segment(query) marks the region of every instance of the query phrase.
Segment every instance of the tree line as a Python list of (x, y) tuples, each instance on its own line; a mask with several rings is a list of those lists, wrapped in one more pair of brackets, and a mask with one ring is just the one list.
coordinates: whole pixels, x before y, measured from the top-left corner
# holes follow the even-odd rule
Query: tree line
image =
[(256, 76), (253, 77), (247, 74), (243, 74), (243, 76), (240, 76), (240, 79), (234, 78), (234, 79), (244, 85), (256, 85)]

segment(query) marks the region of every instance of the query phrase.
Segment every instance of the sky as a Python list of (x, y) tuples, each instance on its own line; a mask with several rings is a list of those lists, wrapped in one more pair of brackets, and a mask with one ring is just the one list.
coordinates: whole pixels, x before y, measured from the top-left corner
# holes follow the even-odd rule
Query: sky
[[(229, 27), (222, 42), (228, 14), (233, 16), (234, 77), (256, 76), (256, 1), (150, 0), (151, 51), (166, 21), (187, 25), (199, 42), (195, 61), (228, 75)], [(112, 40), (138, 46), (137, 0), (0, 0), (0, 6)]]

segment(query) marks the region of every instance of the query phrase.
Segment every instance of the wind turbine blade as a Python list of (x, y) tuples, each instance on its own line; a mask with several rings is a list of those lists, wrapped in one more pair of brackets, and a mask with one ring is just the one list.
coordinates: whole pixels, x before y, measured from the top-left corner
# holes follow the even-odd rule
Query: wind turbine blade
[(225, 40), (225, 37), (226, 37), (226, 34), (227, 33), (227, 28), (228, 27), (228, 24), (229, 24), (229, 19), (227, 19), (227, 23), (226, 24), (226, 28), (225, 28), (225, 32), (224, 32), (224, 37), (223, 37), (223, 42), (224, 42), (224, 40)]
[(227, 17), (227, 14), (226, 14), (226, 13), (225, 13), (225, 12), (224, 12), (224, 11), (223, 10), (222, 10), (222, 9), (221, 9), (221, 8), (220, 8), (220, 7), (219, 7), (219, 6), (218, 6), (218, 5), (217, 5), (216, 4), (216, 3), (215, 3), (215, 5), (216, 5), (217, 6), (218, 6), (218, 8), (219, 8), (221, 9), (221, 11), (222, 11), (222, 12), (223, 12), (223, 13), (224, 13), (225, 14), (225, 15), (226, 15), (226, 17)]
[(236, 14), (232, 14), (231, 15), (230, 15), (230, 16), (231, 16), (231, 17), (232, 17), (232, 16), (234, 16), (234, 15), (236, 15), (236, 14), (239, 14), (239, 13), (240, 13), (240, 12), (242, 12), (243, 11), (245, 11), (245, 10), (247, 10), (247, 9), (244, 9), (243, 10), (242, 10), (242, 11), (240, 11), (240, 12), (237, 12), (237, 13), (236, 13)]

Stated goal: Repeat all of the rows above verbatim, keeping every character and line break unchanged.

Task response:
segment(query) marks the region of every instance of the query phrase.
Segment every instance of the tree line as a Python list of (x, y) tuples, each instance on its own line; a mask with several rings is a list of those lists, wrapped in one more pair of brackets, and a mask with one ring is just the one list.
coordinates: whole pixels, x before y, measured from the top-left corner
# holes follow the even-odd rule
Query: tree line
image =
[(256, 76), (253, 77), (247, 74), (243, 74), (243, 76), (240, 76), (240, 79), (234, 78), (234, 79), (244, 85), (256, 85)]

segment(query) marks the region of every instance of the query phrase.
Segment every instance of the sky as a Python list of (x, y) tuples, each instance on its own line; a mask with several rings is a list of those lists, wrapped in one more pair of brackets, and a mask with one ring is just the one list.
coordinates: whole pixels, x before y, measured from the top-left corner
# holes follow the even-odd rule
Query: sky
[[(229, 27), (222, 42), (228, 14), (233, 16), (234, 77), (256, 76), (256, 1), (150, 0), (151, 51), (166, 21), (187, 25), (199, 42), (195, 61), (228, 75)], [(112, 40), (138, 46), (137, 0), (0, 0), (0, 6)]]

segment(query) marks the region of every instance of the query phrase.
Segment every instance of the wind turbine blade as a Python list of (x, y) tuples, each instance on its own line; a mask with several rings is a list of those lists, wrapped in one more pair of brackets, and a mask with one ring is just the one list.
coordinates: whole pixels, x before y, measured from the top-left corner
# holes follow the even-odd rule
Query: wind turbine blade
[(225, 40), (225, 37), (226, 37), (226, 34), (227, 33), (227, 28), (228, 27), (228, 24), (229, 24), (229, 19), (227, 19), (227, 23), (226, 24), (226, 28), (225, 28), (225, 32), (224, 32), (224, 37), (223, 37), (223, 42), (224, 42), (224, 40)]
[(227, 17), (227, 14), (226, 14), (226, 13), (225, 13), (225, 12), (224, 12), (224, 11), (223, 10), (222, 10), (222, 9), (221, 9), (221, 8), (220, 8), (220, 7), (219, 7), (219, 6), (218, 6), (218, 5), (217, 5), (216, 4), (216, 3), (215, 3), (215, 5), (216, 5), (217, 6), (218, 6), (218, 8), (219, 8), (221, 9), (221, 11), (222, 11), (222, 12), (223, 12), (223, 13), (224, 13), (225, 14), (225, 15), (226, 15), (226, 17)]
[(236, 14), (232, 14), (231, 15), (230, 15), (230, 16), (231, 16), (231, 17), (232, 17), (232, 16), (234, 16), (234, 15), (236, 15), (236, 14), (239, 14), (239, 13), (240, 13), (240, 12), (242, 12), (243, 11), (245, 11), (245, 10), (247, 10), (247, 9), (244, 9), (243, 10), (242, 10), (242, 11), (240, 11), (240, 12), (237, 12), (237, 13), (236, 13)]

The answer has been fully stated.